_Exercise:_
Only the lines from the line containing "Target: yellow petal" to the end of the entries should be repeated, exactly as they appear.

"""

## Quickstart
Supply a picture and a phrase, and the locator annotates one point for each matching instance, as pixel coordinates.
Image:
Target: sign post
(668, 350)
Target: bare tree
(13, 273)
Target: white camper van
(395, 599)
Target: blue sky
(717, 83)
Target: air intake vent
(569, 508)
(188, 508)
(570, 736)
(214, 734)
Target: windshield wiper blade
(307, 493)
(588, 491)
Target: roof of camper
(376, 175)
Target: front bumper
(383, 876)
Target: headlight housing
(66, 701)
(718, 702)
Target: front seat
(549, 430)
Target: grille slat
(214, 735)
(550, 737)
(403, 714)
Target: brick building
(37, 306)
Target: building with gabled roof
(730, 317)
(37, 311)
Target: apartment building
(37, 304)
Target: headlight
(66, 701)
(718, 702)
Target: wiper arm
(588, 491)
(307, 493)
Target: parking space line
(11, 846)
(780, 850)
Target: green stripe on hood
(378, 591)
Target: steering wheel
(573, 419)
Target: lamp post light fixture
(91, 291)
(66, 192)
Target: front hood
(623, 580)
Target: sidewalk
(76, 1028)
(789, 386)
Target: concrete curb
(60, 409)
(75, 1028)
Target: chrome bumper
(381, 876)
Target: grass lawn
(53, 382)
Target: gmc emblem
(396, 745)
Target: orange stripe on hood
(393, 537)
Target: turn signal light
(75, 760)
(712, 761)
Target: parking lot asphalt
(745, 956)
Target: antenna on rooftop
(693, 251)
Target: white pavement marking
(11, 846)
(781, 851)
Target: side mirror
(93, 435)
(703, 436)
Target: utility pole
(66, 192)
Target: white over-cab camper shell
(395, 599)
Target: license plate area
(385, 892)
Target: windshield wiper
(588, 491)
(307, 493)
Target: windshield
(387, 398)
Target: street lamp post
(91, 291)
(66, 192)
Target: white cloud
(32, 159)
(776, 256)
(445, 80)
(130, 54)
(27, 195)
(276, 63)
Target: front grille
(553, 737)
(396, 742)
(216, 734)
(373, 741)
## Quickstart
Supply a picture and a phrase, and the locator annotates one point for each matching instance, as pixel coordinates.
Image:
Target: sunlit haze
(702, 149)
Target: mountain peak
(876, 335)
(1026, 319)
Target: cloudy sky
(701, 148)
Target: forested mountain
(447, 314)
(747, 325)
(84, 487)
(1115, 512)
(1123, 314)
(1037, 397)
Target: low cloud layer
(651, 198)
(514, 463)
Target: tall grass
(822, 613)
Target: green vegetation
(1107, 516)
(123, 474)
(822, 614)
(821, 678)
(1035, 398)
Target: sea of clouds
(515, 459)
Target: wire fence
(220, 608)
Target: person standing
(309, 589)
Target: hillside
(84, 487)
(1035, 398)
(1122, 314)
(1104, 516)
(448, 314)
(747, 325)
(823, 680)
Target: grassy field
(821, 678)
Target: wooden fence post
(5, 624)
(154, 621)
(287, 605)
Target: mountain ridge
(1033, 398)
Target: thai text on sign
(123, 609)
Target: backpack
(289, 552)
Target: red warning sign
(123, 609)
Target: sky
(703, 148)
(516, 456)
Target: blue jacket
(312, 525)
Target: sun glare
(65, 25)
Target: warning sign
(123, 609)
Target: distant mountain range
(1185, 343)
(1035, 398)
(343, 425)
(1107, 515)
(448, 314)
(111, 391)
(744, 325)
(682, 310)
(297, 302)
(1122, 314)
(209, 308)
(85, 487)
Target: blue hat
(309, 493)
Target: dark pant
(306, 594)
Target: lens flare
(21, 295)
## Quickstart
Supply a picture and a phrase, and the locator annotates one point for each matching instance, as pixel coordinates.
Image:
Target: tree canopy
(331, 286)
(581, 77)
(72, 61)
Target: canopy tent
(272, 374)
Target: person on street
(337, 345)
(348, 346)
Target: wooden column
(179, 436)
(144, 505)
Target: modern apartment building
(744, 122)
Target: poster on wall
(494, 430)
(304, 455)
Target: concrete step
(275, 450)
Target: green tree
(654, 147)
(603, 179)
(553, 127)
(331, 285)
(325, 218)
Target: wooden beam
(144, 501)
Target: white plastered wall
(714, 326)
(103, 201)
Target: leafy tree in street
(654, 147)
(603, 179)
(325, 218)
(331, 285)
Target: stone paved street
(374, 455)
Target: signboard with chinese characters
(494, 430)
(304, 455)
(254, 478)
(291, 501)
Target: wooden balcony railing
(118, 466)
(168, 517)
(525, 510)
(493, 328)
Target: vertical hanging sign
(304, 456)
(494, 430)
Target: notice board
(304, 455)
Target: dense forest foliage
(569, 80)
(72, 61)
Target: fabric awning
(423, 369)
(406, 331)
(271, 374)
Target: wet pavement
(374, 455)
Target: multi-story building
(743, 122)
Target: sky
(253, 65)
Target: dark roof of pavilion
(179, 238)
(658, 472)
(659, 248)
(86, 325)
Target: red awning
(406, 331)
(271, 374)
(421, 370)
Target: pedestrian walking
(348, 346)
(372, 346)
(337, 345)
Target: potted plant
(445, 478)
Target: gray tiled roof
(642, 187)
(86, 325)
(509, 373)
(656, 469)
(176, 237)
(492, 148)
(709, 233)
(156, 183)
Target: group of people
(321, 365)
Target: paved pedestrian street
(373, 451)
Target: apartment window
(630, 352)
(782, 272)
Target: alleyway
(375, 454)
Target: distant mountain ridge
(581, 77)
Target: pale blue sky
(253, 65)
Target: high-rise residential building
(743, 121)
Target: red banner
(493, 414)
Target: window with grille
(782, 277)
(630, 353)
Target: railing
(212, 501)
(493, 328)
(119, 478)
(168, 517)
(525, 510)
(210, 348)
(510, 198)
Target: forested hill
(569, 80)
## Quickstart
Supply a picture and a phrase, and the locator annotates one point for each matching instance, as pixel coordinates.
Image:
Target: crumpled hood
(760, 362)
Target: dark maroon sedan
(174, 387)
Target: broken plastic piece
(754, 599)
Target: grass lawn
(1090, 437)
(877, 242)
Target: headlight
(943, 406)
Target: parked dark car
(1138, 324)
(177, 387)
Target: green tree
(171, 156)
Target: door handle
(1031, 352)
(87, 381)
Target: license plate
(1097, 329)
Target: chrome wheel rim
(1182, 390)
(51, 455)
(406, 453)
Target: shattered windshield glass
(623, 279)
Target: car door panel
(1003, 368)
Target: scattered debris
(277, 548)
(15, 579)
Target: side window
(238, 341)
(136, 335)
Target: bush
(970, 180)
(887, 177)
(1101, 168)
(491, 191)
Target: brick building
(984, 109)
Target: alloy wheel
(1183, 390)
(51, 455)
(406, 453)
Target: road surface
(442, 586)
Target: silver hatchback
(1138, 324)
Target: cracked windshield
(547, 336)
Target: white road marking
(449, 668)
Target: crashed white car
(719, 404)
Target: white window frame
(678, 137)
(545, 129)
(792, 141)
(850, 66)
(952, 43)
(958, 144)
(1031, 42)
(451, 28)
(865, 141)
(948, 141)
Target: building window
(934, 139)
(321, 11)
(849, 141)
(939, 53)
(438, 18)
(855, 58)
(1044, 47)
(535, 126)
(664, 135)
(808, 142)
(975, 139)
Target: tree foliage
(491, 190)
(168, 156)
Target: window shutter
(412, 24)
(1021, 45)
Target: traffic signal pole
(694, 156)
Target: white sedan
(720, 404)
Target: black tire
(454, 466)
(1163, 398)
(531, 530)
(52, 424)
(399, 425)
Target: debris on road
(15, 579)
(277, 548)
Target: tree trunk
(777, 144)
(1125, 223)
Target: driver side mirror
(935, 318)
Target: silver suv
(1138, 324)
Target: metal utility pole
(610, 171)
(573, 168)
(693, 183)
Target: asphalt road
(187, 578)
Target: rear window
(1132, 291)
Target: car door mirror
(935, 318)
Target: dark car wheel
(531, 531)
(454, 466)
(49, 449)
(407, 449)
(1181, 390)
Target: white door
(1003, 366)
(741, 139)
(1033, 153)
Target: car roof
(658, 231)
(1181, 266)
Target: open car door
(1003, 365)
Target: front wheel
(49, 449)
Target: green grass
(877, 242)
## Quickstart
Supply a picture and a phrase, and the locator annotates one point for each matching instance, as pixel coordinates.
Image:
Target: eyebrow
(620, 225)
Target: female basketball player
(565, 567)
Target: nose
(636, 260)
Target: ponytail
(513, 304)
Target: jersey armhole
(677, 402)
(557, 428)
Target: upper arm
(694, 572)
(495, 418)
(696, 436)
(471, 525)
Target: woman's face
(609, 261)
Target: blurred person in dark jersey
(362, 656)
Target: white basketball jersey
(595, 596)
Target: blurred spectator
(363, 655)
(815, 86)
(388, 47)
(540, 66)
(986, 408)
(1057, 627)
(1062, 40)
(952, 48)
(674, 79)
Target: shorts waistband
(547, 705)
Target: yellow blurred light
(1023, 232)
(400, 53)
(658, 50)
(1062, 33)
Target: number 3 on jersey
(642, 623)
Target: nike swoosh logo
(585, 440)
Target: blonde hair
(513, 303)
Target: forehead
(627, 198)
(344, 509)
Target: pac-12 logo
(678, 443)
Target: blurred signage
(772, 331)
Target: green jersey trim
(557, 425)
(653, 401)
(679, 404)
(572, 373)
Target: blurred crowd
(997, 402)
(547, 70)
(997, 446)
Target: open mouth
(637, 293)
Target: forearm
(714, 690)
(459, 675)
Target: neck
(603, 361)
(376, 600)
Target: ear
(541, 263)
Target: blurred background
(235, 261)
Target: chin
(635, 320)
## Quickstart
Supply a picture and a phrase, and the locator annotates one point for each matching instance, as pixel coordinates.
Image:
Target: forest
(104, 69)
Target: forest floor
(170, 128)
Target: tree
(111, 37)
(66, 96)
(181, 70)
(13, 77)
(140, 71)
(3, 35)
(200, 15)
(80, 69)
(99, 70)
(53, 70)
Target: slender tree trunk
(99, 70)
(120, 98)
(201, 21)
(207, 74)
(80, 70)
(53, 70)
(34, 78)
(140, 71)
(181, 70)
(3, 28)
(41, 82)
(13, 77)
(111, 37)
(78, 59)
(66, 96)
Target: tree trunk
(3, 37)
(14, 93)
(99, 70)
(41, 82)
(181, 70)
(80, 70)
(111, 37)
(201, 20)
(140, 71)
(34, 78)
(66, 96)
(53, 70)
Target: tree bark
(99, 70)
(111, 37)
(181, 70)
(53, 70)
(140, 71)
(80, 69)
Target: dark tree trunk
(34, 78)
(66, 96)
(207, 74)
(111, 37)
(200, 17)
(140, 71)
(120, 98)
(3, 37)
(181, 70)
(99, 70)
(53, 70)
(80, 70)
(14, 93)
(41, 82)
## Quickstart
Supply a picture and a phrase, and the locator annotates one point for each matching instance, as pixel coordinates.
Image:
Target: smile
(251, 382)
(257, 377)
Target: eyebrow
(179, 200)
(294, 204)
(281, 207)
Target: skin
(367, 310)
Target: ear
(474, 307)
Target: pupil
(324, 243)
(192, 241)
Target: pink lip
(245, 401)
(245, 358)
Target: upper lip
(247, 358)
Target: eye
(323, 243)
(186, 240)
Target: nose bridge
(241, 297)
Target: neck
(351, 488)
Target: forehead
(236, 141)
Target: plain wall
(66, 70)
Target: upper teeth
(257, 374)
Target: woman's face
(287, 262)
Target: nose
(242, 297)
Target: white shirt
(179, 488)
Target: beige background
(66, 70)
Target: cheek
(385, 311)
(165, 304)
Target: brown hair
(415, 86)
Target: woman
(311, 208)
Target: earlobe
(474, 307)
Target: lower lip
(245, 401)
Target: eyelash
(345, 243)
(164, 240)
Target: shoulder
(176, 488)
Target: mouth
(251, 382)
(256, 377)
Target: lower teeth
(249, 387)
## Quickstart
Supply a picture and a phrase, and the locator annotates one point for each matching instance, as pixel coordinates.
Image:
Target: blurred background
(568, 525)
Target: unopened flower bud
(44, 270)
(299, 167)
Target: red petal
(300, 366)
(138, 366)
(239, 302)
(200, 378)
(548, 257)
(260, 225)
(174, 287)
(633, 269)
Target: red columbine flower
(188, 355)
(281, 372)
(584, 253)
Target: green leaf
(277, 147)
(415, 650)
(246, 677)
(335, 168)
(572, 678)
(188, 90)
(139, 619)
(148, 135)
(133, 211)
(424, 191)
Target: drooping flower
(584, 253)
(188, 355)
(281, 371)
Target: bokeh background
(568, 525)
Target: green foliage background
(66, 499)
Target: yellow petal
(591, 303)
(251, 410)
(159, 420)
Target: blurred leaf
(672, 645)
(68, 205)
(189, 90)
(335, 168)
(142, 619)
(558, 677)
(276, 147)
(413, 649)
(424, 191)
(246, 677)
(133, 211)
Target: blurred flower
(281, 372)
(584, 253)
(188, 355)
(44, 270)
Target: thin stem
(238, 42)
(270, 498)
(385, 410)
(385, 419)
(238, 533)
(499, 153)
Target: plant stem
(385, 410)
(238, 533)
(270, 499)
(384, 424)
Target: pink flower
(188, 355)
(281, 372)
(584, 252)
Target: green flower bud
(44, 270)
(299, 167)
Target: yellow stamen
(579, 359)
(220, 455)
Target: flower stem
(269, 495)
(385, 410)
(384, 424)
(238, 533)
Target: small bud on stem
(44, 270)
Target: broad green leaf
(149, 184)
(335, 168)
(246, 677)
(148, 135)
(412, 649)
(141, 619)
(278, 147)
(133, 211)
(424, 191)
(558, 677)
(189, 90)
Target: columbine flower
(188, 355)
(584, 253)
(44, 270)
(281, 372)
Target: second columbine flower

"""

_Exercise response:_
Target: yellow petal
(591, 303)
(251, 410)
(159, 420)
Target: blurred leaf
(672, 645)
(68, 205)
(189, 90)
(335, 168)
(142, 619)
(558, 677)
(276, 147)
(413, 649)
(424, 191)
(246, 677)
(133, 211)
Target: blurred flower
(281, 372)
(584, 253)
(188, 355)
(44, 270)
Target: thin stem
(238, 42)
(270, 498)
(385, 410)
(385, 419)
(238, 533)
(499, 153)
Target: plant stem
(385, 410)
(238, 533)
(270, 499)
(384, 424)
Target: pink flower
(188, 355)
(281, 372)
(584, 252)
Target: green flower bud
(44, 270)
(299, 167)
Target: yellow stamen
(579, 359)
(220, 455)
Target: flower stem
(269, 495)
(385, 410)
(384, 424)
(238, 533)
Target: small bud on stem
(44, 270)
Target: broad green leaf
(149, 184)
(335, 168)
(246, 677)
(148, 135)
(412, 649)
(141, 619)
(278, 147)
(133, 211)
(424, 191)
(558, 677)
(189, 90)
Target: columbine flower
(188, 355)
(584, 253)
(44, 270)
(281, 372)
Target: second columbine flower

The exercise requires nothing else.